» Problem to solve: If a line in the entries below includes the string "each", copy it out.

» Materials provided:
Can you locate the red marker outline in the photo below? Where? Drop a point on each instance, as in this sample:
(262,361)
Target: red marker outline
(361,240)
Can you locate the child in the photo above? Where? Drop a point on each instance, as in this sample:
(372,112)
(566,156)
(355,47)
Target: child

» Exercise output:
Can you locate the red marker outline in the photo below? Where? Drop a point on each instance, as in this sample:
Can you locate the child in the photo above? Where? Drop a point on each instance, as in this sample:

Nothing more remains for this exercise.